[Opening Data extract section]

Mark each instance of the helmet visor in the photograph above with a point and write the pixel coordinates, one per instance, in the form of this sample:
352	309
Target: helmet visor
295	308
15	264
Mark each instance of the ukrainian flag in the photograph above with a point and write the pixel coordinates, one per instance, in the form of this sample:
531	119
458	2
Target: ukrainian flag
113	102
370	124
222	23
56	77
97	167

[Closing Data extract section]

**What is being asked**
Would you return every line of the data above exactly?

**Output of the task**
Mark each instance of the helmet visor in the photograph above with a point and write the pixel coordinates, one per instance, in the form of this sample:
352	309
Target: helmet visor
295	308
15	264
Mark each instance of the ukrainian flag in the photograph above with a point and write the pixel coordinates, one per instance, in the form of this sample:
531	119
458	2
Target: ukrainian flag
113	102
370	124
222	23
56	77
97	167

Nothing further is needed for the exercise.